Задание A: Выпишите из текста о военной зиме 1943–1944 годов всех, кто перечислен после слова «Умерли:».
Задание B: Продолжите текст о военной зиме 1943–1944 годов после последнего приведенного письма.

Тяжелейшая военная зима 1943-1944 г. также нашла свое отражение в документах. Жители Корткеросского района в своих письмах, посланных на фронт зимой-весной 1944 г., писали следующее:
«Голодом жить очень трудно. Здесь ежедневно закапывают в землю по одному человеку. Все это здоровые люди. Умерли: жена Якова, жена Викуль Алексана, Петр Ивана. Каждый день умирают из-за недостатка питания. Кто работает в колхозе ничего не дают» (Из письма жительницы с. Корткерос Изъюровой мужу).
«В Пезмоге жизнь никуда не годится – хлеба не распределяли, а Карпов кормит сейчас отбросом, да и это надо силой просить. У кого желудок слабже, крепко заболевают, чуть не умирают» (из письма колхозницы Матрена колхоза «Ордым» мужу).
«На трудодни ничего не получили. Сено хотят распределять тем, кто работал на покосе, да только дают четвертую часть. Очень хорошая жизнь настала. Варить, стряпать не надо, ести не велят. В деревне собак нет, а вместо них сами. Но живем еще хуже них. Едим солому, корки от картофеля и галанки» (из письма жительницы с. Корткерос Вишератиной Анны Ивановны мужу).

Исходные данные:
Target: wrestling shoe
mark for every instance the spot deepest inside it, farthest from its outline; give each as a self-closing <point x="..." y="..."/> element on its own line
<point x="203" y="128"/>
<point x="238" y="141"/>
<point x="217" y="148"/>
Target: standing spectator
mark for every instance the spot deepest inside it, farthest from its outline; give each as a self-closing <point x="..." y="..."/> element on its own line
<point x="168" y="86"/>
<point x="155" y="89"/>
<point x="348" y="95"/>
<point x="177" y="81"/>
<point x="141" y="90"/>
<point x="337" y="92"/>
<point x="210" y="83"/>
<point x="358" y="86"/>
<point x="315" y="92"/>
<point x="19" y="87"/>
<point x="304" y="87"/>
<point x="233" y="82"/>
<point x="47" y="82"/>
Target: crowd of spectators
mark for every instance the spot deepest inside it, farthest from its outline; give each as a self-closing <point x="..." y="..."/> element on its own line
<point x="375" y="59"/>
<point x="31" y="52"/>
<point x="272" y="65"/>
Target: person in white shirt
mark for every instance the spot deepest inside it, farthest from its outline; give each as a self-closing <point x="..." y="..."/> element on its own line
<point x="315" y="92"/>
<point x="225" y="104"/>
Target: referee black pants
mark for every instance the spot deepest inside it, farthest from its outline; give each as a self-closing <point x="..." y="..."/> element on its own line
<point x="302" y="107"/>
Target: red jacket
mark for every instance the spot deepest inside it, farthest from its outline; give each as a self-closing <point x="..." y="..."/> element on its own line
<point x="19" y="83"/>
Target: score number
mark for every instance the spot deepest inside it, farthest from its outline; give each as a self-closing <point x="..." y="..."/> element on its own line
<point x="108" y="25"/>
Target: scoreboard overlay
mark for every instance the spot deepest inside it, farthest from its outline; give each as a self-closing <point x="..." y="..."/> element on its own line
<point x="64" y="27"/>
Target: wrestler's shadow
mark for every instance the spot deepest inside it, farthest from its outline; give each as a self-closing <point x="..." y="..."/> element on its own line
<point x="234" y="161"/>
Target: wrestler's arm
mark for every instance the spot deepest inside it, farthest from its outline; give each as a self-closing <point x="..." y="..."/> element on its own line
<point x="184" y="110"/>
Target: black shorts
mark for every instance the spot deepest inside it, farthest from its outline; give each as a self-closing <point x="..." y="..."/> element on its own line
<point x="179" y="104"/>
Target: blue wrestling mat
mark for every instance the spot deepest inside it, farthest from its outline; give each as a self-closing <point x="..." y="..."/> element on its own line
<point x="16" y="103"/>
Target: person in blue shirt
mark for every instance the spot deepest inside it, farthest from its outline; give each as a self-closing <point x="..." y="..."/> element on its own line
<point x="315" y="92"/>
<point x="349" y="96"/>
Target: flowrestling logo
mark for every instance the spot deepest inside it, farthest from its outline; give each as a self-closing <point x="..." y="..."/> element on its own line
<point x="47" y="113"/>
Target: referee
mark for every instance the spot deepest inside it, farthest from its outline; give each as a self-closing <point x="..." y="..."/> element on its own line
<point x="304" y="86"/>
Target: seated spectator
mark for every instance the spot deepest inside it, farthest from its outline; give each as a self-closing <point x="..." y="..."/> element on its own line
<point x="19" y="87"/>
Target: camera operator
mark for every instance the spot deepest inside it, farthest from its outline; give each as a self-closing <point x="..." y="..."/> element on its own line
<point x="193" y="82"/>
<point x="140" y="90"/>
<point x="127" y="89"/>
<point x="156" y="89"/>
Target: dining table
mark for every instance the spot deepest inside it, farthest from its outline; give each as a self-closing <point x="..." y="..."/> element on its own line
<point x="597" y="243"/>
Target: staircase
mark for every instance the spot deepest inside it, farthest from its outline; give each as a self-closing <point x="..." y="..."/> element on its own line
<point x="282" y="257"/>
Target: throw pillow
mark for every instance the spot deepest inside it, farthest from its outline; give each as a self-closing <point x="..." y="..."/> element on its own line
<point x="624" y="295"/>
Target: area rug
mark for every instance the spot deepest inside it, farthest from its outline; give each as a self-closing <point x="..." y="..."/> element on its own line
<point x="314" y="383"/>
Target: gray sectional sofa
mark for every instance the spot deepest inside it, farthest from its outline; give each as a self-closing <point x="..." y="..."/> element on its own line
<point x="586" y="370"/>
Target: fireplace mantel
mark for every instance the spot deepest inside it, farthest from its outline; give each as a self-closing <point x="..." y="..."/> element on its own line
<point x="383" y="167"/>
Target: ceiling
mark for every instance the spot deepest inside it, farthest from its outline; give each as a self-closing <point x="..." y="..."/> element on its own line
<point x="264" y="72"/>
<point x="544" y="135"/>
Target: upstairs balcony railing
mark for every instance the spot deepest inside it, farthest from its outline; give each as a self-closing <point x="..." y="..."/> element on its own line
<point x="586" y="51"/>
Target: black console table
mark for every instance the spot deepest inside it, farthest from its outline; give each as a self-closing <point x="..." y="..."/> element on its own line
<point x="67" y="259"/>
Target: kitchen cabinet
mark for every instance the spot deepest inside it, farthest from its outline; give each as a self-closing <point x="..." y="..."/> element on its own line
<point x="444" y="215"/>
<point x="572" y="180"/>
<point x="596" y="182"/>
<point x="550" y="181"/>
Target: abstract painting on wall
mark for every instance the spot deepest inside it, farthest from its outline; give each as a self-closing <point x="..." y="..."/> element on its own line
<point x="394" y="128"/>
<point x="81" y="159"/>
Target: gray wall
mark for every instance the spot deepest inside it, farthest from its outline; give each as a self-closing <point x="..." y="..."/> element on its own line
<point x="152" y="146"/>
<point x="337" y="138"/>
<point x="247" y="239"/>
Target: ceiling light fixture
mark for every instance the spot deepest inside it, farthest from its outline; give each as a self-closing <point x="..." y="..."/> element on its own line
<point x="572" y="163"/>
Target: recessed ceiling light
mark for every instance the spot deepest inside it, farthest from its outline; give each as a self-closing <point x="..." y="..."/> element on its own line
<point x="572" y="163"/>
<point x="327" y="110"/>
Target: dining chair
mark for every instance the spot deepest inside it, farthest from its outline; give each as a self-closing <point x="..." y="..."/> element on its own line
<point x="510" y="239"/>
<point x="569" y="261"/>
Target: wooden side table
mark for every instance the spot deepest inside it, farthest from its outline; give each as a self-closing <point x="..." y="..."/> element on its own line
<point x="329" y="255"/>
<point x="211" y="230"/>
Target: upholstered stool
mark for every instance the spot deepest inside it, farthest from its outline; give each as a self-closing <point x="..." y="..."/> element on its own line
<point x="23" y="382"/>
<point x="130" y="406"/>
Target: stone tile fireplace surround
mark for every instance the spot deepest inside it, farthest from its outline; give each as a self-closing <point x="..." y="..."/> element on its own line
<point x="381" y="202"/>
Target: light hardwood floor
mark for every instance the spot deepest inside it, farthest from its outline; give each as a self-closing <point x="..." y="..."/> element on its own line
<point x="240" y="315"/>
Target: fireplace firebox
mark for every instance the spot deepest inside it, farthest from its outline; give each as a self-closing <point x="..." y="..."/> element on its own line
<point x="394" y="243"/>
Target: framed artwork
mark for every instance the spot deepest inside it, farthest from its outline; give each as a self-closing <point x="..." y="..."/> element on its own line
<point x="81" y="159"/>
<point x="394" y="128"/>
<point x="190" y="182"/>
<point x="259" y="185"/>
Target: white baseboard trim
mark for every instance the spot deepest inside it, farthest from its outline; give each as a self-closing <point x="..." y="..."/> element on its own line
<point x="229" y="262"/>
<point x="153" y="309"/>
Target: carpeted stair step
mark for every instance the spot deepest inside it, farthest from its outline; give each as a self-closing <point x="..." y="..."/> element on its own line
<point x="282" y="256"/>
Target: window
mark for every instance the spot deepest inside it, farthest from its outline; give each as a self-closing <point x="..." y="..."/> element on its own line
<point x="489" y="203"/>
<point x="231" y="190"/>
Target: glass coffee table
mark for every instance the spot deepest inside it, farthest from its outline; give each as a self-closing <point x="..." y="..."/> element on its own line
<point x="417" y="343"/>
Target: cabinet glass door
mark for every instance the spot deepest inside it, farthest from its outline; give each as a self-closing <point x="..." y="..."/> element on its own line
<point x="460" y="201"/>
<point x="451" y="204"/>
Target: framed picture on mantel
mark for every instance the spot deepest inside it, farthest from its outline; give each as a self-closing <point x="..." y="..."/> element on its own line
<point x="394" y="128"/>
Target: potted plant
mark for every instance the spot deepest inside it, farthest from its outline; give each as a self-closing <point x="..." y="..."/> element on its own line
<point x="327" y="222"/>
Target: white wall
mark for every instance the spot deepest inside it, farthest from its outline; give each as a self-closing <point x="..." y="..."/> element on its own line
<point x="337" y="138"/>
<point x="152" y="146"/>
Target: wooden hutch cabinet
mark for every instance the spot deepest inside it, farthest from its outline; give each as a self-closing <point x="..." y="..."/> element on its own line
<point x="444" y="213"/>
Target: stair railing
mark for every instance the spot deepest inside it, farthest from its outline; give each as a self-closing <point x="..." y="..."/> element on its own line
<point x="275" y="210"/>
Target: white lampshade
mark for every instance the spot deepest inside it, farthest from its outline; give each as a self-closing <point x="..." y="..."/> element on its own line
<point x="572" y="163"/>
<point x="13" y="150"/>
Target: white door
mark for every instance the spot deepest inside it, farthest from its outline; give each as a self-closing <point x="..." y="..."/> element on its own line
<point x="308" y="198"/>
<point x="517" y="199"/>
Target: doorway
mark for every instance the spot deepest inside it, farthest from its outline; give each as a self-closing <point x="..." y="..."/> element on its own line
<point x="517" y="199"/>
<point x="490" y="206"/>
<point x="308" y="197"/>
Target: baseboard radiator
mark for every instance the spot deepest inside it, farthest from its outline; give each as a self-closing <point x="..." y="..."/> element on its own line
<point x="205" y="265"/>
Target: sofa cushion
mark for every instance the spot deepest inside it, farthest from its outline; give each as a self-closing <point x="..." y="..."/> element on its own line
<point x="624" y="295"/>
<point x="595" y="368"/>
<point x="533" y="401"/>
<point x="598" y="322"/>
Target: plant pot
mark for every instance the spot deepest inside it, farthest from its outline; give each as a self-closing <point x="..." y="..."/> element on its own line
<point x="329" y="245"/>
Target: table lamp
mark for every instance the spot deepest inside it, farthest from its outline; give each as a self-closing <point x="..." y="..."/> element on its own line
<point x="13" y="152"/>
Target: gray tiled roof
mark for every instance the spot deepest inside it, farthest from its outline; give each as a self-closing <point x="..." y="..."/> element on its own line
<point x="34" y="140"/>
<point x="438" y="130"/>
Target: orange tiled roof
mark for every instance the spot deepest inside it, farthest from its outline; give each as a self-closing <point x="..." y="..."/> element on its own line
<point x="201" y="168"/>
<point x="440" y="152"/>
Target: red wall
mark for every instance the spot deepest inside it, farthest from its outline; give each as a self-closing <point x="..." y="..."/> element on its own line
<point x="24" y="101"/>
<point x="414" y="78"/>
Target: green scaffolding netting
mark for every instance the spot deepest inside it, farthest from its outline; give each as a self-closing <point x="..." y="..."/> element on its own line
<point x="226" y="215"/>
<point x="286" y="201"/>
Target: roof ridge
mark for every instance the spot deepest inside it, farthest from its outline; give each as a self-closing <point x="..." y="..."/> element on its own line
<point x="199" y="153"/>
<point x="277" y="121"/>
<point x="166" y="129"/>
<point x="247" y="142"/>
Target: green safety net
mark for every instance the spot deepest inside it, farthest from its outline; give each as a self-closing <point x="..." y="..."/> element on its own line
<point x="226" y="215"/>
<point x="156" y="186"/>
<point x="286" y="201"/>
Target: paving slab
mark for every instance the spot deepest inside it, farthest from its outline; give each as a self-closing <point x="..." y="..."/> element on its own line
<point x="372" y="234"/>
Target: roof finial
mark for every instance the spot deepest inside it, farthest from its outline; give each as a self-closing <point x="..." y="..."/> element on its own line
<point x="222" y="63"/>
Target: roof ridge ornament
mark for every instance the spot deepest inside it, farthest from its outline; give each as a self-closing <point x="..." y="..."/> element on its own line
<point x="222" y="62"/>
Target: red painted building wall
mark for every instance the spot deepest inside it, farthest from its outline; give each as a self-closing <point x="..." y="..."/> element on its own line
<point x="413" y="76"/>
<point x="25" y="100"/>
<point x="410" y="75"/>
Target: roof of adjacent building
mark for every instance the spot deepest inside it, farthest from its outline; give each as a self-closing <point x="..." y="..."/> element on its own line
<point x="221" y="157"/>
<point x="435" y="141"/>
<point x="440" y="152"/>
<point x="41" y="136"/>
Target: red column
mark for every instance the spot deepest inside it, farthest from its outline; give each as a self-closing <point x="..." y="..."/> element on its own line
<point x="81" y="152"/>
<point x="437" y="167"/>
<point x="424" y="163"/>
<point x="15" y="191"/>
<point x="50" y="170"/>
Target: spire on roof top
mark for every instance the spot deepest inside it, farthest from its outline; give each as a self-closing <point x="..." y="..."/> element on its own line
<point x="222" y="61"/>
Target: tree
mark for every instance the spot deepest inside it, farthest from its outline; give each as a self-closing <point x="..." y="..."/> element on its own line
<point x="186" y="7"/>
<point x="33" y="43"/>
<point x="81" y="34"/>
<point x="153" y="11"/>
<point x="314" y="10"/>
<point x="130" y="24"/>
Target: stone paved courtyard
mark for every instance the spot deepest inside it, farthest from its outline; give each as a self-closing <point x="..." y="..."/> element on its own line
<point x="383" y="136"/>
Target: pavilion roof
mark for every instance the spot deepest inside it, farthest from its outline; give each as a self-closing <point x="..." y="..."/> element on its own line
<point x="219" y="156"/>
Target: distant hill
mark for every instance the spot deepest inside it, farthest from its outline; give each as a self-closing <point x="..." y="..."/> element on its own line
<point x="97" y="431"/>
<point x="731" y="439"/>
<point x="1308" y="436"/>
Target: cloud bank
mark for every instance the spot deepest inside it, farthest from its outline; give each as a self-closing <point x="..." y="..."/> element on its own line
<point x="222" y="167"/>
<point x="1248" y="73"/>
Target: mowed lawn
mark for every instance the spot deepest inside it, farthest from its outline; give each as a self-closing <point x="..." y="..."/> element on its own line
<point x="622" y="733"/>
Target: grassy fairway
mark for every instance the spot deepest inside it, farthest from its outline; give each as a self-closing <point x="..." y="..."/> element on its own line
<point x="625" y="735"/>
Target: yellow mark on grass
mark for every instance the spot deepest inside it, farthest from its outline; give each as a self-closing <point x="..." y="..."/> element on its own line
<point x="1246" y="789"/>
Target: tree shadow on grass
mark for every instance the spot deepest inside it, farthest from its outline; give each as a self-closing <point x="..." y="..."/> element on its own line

Ответ A: жена Якова; жена Викуль Алексана; Петр Ивана

Ответ B:
«Я сейчас в школе не учусь, потому что хлеба дают мало 500 граммов, а нам по 150 граммов. Учиться очень трудно. Мы ходим и собираем скорлупы по помойным ямам, пекем лепешки и едим. Очень ослабли, чуть ходим» (Из письма ученицы Кладовец отцу).
«Мы кушаем соленую воду и больше ничего нету, даже капусту и то уже давно не видим, а картошки на семена уже нет… все люди помирают с голоду … и мы тоже умрем с голоду. Семьям красноармейцев ничем не помогают. С колхоза тоже плохо помогают…» (из письма жительницы с. Корткерос Шестаковой Марии Ивановны).
«Сено дают, но не много, черное сено, никто из коров не кушает. Колхозные коровы очень сильно подыхают, не знаю как будем пахать и сеять, и сей год очень сильно и везде умирают люди, всякие чудеса делают, вешаются, угорают… всякими путями стали убивать и в тылу» (из письма жительницы с. Позтыкерос Худяевой Екатерины Васильевны).
«Вот, папаша, я хочу тебе сперва сообщить про колхозную жизнь, у нас в колхозе жизнь очень и очень плохая. Половина скота уже подохла с голоду… люди кушали вместо хлеба солому…» (из письма жителя с. Корткерос Гилева отцу).
«Колхозники живут неважно с хлебом и питанием. Урожай сей год распределили на трудодни по 310 гр., денег по 1 рублю, сено 5 кг, у нас в колхозе нет семян картофеля, а также у колхозников нет, у всех сгнило. Также неважно дело обстоит в животноводстве, корм плохого качества. За 1944 год падеж всех видов скота 105 голов, колхозный аппарат все уже под судом, кроме моих кладовщиков…» (из письма жительницы с. Позтыкерос Худяевой Марфы Андреевны).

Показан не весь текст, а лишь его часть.